(Request)
Copy out the data that follows with "photograph" renamed to "image" wherever it appears, keeping everything else unchanged. Leave the pictures out.

Point annotations for photos:
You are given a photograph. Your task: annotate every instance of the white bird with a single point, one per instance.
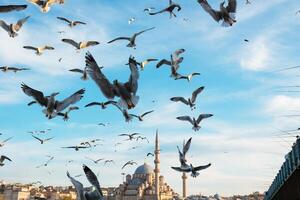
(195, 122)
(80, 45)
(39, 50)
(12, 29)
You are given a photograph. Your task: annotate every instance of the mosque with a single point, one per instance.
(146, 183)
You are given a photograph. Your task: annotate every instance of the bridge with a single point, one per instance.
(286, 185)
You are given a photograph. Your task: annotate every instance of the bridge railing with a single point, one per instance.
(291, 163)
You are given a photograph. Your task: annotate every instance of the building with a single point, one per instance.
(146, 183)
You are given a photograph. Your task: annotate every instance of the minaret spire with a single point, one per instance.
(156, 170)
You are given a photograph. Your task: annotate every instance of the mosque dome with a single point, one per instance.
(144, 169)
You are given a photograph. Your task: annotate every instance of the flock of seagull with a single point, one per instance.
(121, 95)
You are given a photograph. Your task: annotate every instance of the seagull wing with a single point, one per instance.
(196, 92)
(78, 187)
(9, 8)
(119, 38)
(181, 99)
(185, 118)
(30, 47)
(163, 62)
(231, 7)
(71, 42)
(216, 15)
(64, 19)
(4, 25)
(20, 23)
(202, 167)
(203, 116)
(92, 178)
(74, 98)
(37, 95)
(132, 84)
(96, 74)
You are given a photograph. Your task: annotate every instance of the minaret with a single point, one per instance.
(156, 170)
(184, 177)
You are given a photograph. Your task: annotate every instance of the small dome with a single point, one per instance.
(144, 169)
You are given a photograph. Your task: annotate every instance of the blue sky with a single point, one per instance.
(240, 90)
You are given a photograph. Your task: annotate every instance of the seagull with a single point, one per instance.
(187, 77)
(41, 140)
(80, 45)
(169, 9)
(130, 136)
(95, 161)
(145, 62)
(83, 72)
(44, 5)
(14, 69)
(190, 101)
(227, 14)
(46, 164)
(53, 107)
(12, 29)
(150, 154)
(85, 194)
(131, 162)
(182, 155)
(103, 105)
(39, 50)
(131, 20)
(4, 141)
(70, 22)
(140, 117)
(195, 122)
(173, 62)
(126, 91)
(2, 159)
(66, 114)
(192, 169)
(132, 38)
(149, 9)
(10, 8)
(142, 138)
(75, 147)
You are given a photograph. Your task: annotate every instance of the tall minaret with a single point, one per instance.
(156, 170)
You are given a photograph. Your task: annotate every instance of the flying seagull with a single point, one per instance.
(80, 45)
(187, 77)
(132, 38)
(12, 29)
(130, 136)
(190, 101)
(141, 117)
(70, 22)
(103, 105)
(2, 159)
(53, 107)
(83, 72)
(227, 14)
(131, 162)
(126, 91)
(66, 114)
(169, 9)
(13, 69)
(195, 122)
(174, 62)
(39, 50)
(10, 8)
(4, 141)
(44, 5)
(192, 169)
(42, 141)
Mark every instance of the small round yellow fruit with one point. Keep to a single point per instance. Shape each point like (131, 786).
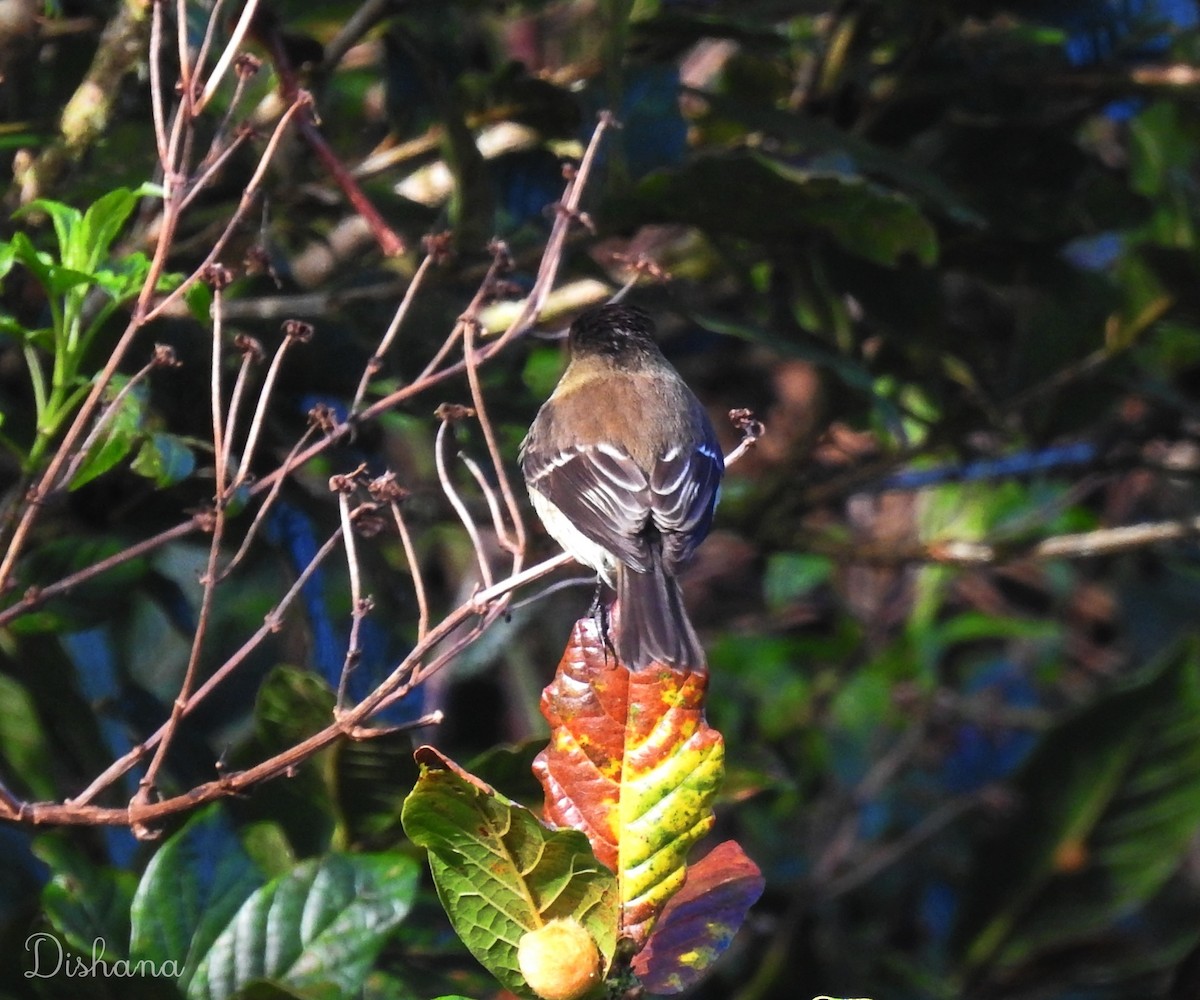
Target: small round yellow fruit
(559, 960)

(Written answer)
You are given a image. Your task: annotate every instance of the white bird with a single point, one per instance.
(195, 122)
(80, 45)
(39, 50)
(12, 29)
You are given a image. Your task: annotate every instance of the mosque with a single point, one per instance.
(146, 183)
You are given a image. Your task: annotate every instance of the bridge with a single point, one per instance.
(286, 185)
You are given a image. Your task: annotate every instance of the bridge railing with a single point, one per instance.
(291, 163)
You are given a image. Your task: annotate every instance of the building with a single point, one per instance.
(146, 183)
You are given a image. Your task: annotate every instance of the minaret spire with a single point, one per instance.
(156, 170)
You are given a image. Your task: annotate every instance of the mosque dome with a single point, one per instance.
(144, 169)
You are given a image. Your task: annotate every instance of the flock of seagull with a single point, one per instance.
(121, 95)
You are given a image. Your task: annotate every instance of the seagull wing with a single point, one per instance.
(196, 92)
(78, 187)
(9, 8)
(119, 38)
(181, 99)
(185, 118)
(30, 47)
(163, 62)
(231, 7)
(71, 42)
(216, 15)
(64, 19)
(4, 25)
(20, 23)
(202, 167)
(203, 116)
(92, 178)
(74, 98)
(37, 95)
(132, 84)
(96, 74)
You are given a image. Your task: annotate every instance of the minaret with a single point, one per instance.
(156, 170)
(184, 177)
You are given a image. Your task: annotate every instance of the small dome with a single point, one per instance.
(144, 169)
You are given a image. Your task: annotate every instance of the blue sky with a single point, one per instance.
(240, 90)
You are given a image. Your task: annotate every instance of the seagull with a single point, one per instance.
(187, 77)
(41, 140)
(80, 45)
(169, 9)
(130, 136)
(95, 161)
(145, 62)
(83, 72)
(44, 5)
(14, 69)
(190, 101)
(227, 14)
(46, 164)
(53, 107)
(12, 29)
(150, 154)
(85, 194)
(131, 162)
(182, 155)
(103, 105)
(39, 50)
(131, 20)
(4, 141)
(70, 22)
(140, 117)
(195, 122)
(173, 62)
(126, 91)
(2, 159)
(66, 114)
(192, 169)
(132, 38)
(149, 9)
(10, 8)
(142, 138)
(75, 147)
You are given a image. Your task: annotate every instance of the tall minaret with a single point, one per instance.
(156, 170)
You are given a image. Your task: annotate every instance of the flying seagull with a single point, one per instance.
(80, 45)
(187, 77)
(132, 38)
(12, 29)
(130, 136)
(190, 101)
(141, 117)
(70, 22)
(103, 105)
(2, 159)
(53, 107)
(83, 72)
(227, 14)
(131, 162)
(126, 91)
(66, 114)
(169, 9)
(13, 69)
(195, 122)
(174, 62)
(39, 50)
(10, 8)
(4, 141)
(44, 5)
(192, 169)
(42, 141)
Mark every instance of the small round yellow fruit with one point. Keep to a single point per instance. Shape each point like (131, 786).
Target: small round yellow fruit
(559, 960)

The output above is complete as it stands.